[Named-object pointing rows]
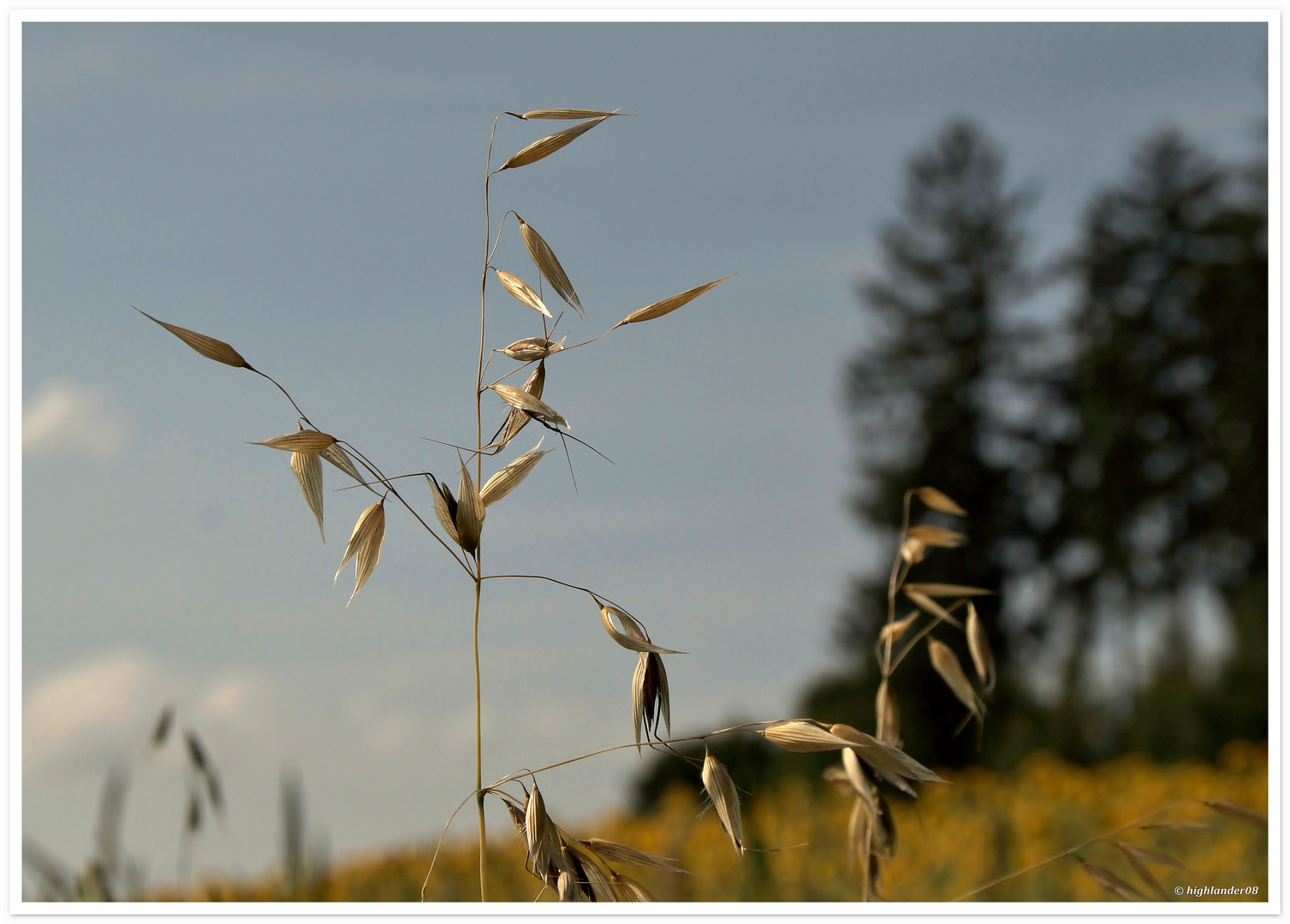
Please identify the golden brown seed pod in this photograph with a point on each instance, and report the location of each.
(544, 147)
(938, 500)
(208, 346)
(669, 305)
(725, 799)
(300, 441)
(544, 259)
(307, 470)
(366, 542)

--

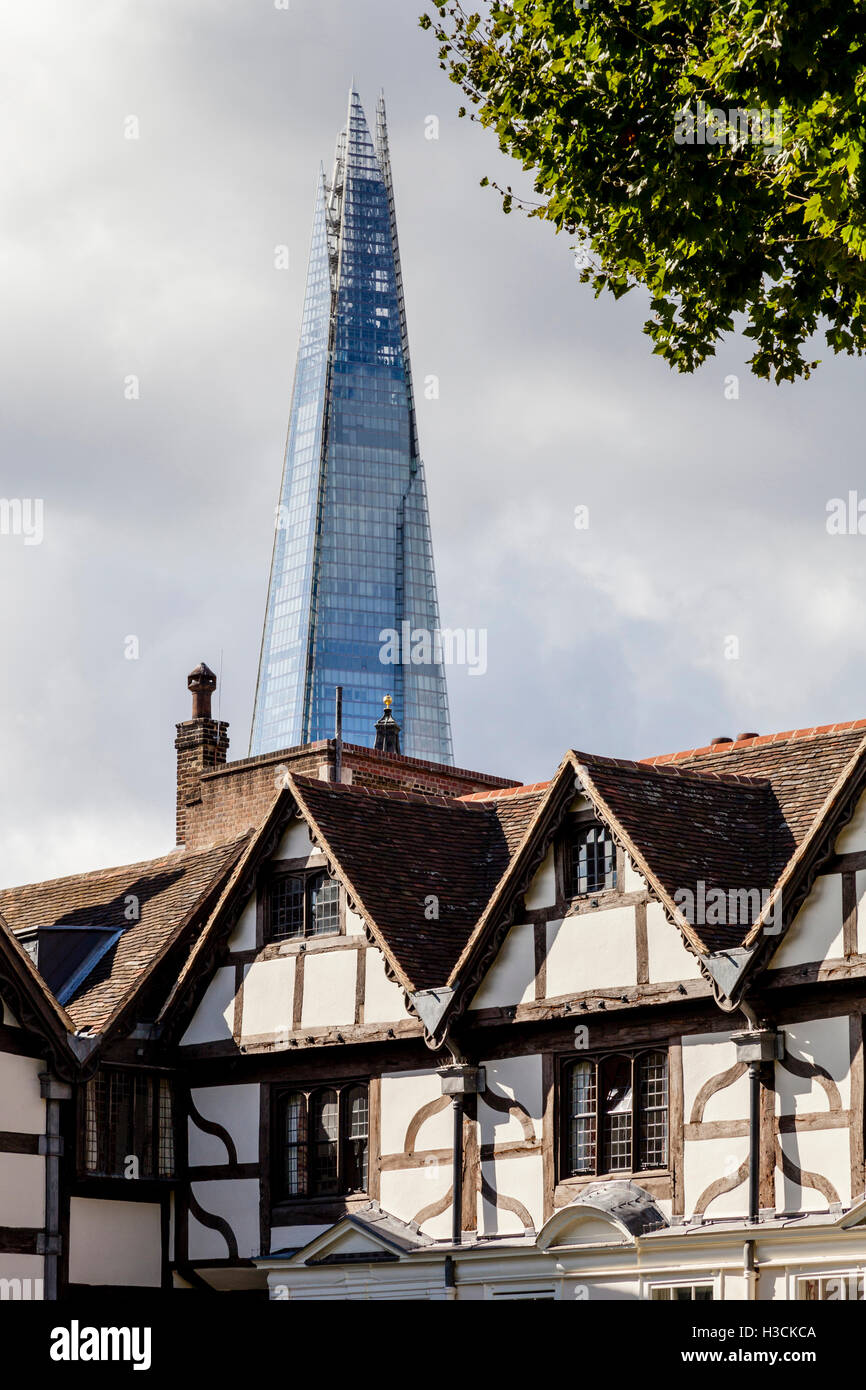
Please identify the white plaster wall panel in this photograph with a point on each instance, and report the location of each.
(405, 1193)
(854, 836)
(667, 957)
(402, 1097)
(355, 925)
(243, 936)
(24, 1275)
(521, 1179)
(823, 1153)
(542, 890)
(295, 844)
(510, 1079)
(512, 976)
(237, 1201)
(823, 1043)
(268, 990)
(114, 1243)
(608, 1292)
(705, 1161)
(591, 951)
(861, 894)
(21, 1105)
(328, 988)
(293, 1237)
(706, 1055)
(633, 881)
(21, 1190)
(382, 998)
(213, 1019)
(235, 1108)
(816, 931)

_Your objective_
Rewrite the rows starting at the line containing "Please identify the white" and ending after the line containing "(114, 1243)", keeping the request line as it is and adding 60 to every coordinate in the answer points. Give only those lines.

_Final result_
Please identify the white plaster wall panel in this photograph with a point on each instance, and report the location of each.
(465, 1253)
(914, 896)
(727, 1017)
(462, 1157)
(415, 985)
(303, 996)
(84, 1335)
(581, 1239)
(883, 1213)
(602, 950)
(355, 904)
(570, 1139)
(572, 1036)
(297, 1261)
(883, 1103)
(328, 1050)
(174, 1303)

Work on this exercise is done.